**Exercise brief**. Lay out the lines of each record as a JSON list of strings, one string per line and no strings for blank lines; do this for every record.

A run of records:
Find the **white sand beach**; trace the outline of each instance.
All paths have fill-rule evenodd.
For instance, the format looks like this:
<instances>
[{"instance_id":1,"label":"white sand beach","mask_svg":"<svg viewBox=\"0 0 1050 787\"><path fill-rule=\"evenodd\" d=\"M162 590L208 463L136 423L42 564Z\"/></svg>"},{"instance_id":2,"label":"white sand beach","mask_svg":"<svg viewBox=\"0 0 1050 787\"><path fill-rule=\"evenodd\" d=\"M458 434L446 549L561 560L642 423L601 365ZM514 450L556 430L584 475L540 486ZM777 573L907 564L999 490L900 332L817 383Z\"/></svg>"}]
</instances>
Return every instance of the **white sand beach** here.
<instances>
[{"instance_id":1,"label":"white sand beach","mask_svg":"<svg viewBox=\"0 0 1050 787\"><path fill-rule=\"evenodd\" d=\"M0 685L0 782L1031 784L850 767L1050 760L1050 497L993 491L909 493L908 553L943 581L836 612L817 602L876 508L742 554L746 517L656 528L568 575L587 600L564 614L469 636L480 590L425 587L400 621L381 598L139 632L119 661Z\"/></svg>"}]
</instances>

**Correct result**.
[
  "Find the **white sand beach**; trace the outline of each instance.",
  "All paths have fill-rule evenodd.",
  "For instance, the format looks like this:",
  "<instances>",
  "[{\"instance_id\":1,\"label\":\"white sand beach\",\"mask_svg\":\"<svg viewBox=\\\"0 0 1050 787\\\"><path fill-rule=\\\"evenodd\\\" d=\\\"M162 590L208 463L136 423L42 564Z\\\"/></svg>\"},{\"instance_id\":2,\"label\":\"white sand beach\",\"mask_svg\":\"<svg viewBox=\\\"0 0 1050 787\\\"><path fill-rule=\\\"evenodd\\\" d=\\\"M458 434L446 549L561 560L642 423L601 365ZM514 450L556 430L584 475L540 486ZM777 573L907 564L999 490L900 332L817 383Z\\\"/></svg>\"}]",
  "</instances>",
  "Return every instance of the **white sand beach** here.",
  "<instances>",
  "[{\"instance_id\":1,\"label\":\"white sand beach\",\"mask_svg\":\"<svg viewBox=\\\"0 0 1050 787\\\"><path fill-rule=\\\"evenodd\\\" d=\\\"M0 685L0 782L1031 784L850 767L1050 760L1050 497L993 491L909 493L908 553L943 581L836 612L817 602L876 508L742 554L746 517L656 528L568 575L587 600L564 614L469 636L480 590L425 587L400 621L381 598L139 632L119 661Z\\\"/></svg>\"}]",
  "</instances>"
]